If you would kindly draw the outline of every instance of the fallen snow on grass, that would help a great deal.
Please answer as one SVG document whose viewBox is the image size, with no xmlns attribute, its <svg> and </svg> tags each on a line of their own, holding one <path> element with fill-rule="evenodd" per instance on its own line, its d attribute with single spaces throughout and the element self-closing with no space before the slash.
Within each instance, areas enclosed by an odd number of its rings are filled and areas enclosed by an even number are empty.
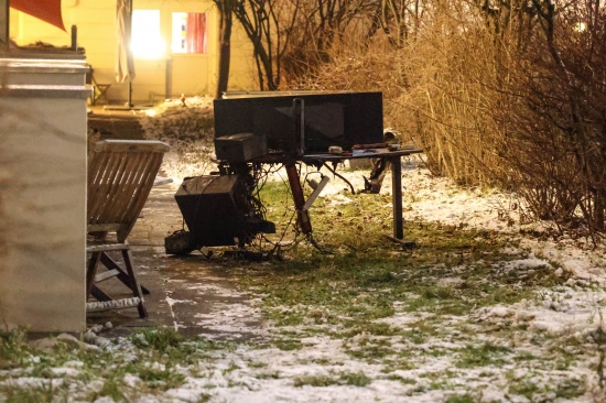
<svg viewBox="0 0 606 403">
<path fill-rule="evenodd" d="M 151 124 L 151 123 L 150 123 Z M 202 145 L 201 145 L 202 146 Z M 192 151 L 193 152 L 193 151 Z M 195 155 L 190 155 L 195 160 Z M 170 153 L 164 172 L 180 183 L 184 176 L 201 175 L 213 165 L 190 163 L 183 154 Z M 207 160 L 206 160 L 207 161 Z M 343 172 L 359 190 L 364 171 Z M 280 179 L 277 177 L 275 179 Z M 393 303 L 393 315 L 376 320 L 393 331 L 378 336 L 338 336 L 343 328 L 314 331 L 310 323 L 278 327 L 261 322 L 260 299 L 242 302 L 242 293 L 219 283 L 194 285 L 191 291 L 234 297 L 195 315 L 198 326 L 212 330 L 205 338 L 236 340 L 230 348 L 204 352 L 204 359 L 172 368 L 184 381 L 175 388 L 142 388 L 145 382 L 126 373 L 121 382 L 137 402 L 604 402 L 604 355 L 606 330 L 606 250 L 593 249 L 587 239 L 554 238 L 544 222 L 520 222 L 521 207 L 511 195 L 495 190 L 462 189 L 447 178 L 434 177 L 422 156 L 404 160 L 404 218 L 440 222 L 457 228 L 479 228 L 504 236 L 521 237 L 526 258 L 504 263 L 501 272 L 523 283 L 537 270 L 569 279 L 564 285 L 545 287 L 515 304 L 481 306 L 463 316 L 439 316 L 410 312 L 402 295 Z M 382 194 L 391 194 L 390 174 Z M 328 208 L 351 203 L 348 186 L 332 178 L 321 197 Z M 354 196 L 355 197 L 355 196 Z M 387 210 L 390 205 L 385 206 Z M 529 236 L 538 232 L 544 236 Z M 505 254 L 517 255 L 509 247 Z M 466 270 L 454 268 L 453 273 Z M 488 280 L 487 280 L 488 281 Z M 457 276 L 440 279 L 440 286 L 461 283 Z M 380 291 L 379 291 L 380 292 Z M 166 298 L 172 307 L 196 304 L 194 299 Z M 322 307 L 317 307 L 322 309 Z M 98 333 L 99 329 L 96 329 Z M 257 333 L 258 340 L 238 341 L 238 335 Z M 331 336 L 334 335 L 334 336 Z M 93 336 L 91 336 L 93 337 Z M 142 360 L 132 340 L 120 338 L 104 348 L 122 362 Z M 280 342 L 278 342 L 280 341 Z M 32 366 L 35 363 L 32 360 Z M 1 361 L 0 361 L 1 363 Z M 26 367 L 26 364 L 25 364 Z M 150 371 L 166 371 L 165 367 Z M 50 369 L 52 388 L 72 383 L 74 396 L 95 395 L 97 403 L 111 402 L 100 395 L 102 382 L 76 382 L 83 371 L 77 362 Z M 155 373 L 155 372 L 154 372 Z M 58 378 L 58 379 L 57 379 Z M 85 377 L 86 378 L 86 377 Z M 11 385 L 40 388 L 44 377 L 28 368 L 19 372 L 0 366 L 0 400 Z M 7 389 L 8 388 L 8 389 Z M 88 391 L 88 394 L 86 394 Z M 141 392 L 138 392 L 141 391 Z M 6 393 L 6 392 L 4 392 Z M 128 394 L 127 393 L 127 394 Z M 78 401 L 73 397 L 69 401 Z"/>
</svg>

++++++

**What is expected**
Lay out the material above as a Markdown table with the columns "Row" and "Text," numbering each line in order and skipping blank lines. Leave the pictures out.

**Response to this task**
| Row | Text |
|---|---|
| 1 | If you would kindly draw the outline of every instance of the fallen snow on grass, that would help a great deal. |
| 2 | Please answer as one SVG document whose viewBox is the image size, with no xmlns attribute, its <svg> and </svg> tags each on a line of their own, holding one <path> element with fill-rule="evenodd" per instance on its own line, its d attribute with single spaces throughout and the element self-closing with no space before the slash. |
| 3 | Within each instance, areas enclosed by an odd number of its rings are filled and areas enclosed by an even number are empty. |
| 4 | <svg viewBox="0 0 606 403"> |
| 5 | <path fill-rule="evenodd" d="M 151 124 L 151 123 L 150 123 Z M 202 145 L 201 145 L 202 146 Z M 192 151 L 193 152 L 193 151 Z M 195 155 L 190 155 L 195 160 Z M 170 153 L 164 172 L 180 183 L 184 176 L 201 175 L 213 165 L 190 163 L 183 154 Z M 207 160 L 206 160 L 207 161 Z M 343 172 L 359 190 L 364 171 Z M 280 179 L 277 177 L 275 179 Z M 393 303 L 393 315 L 376 320 L 393 331 L 378 336 L 338 336 L 343 328 L 314 331 L 310 323 L 278 327 L 261 322 L 260 299 L 242 302 L 242 293 L 219 283 L 194 285 L 191 291 L 234 297 L 195 315 L 198 326 L 212 330 L 205 338 L 236 340 L 230 348 L 204 352 L 204 359 L 172 368 L 184 381 L 175 388 L 142 388 L 145 382 L 126 373 L 121 382 L 137 402 L 604 402 L 604 355 L 606 330 L 606 250 L 593 249 L 587 239 L 554 238 L 544 222 L 520 222 L 521 207 L 511 195 L 495 190 L 462 189 L 447 178 L 434 177 L 422 156 L 404 160 L 404 218 L 440 222 L 457 228 L 479 228 L 504 236 L 521 237 L 526 258 L 504 263 L 501 272 L 523 283 L 537 270 L 569 279 L 564 285 L 545 287 L 515 304 L 481 306 L 463 316 L 439 316 L 410 312 L 402 295 Z M 382 194 L 391 194 L 390 174 Z M 328 208 L 351 203 L 348 186 L 332 178 L 321 197 Z M 354 196 L 355 197 L 355 196 Z M 387 210 L 390 205 L 385 206 Z M 529 236 L 538 232 L 544 236 Z M 505 254 L 517 255 L 509 247 Z M 466 270 L 454 268 L 453 273 Z M 488 280 L 487 280 L 488 281 Z M 457 276 L 440 279 L 440 286 L 461 283 Z M 380 291 L 379 291 L 380 292 Z M 166 298 L 172 307 L 196 304 L 194 299 Z M 322 307 L 317 307 L 322 309 Z M 98 333 L 99 329 L 96 329 Z M 257 333 L 258 340 L 238 341 L 238 335 Z M 331 336 L 334 335 L 334 336 Z M 93 336 L 91 336 L 93 337 Z M 142 360 L 132 340 L 120 338 L 104 348 L 122 362 Z M 280 342 L 278 342 L 280 341 Z M 32 366 L 35 363 L 32 360 Z M 1 361 L 0 361 L 1 363 Z M 26 367 L 26 364 L 25 364 Z M 150 371 L 166 371 L 165 367 Z M 50 369 L 52 388 L 72 383 L 74 396 L 95 395 L 97 403 L 111 402 L 100 395 L 102 382 L 76 382 L 83 371 L 77 362 Z M 155 373 L 155 372 L 154 372 Z M 58 378 L 58 379 L 57 379 Z M 85 377 L 86 378 L 86 377 Z M 11 385 L 40 388 L 44 377 L 28 368 L 19 372 L 0 366 L 0 400 Z M 7 389 L 8 388 L 8 389 Z M 88 391 L 88 394 L 86 394 Z M 141 392 L 138 392 L 141 391 Z M 6 393 L 6 392 L 4 392 Z M 128 394 L 127 393 L 127 394 Z M 78 401 L 73 397 L 69 401 Z"/> |
| 6 | </svg> |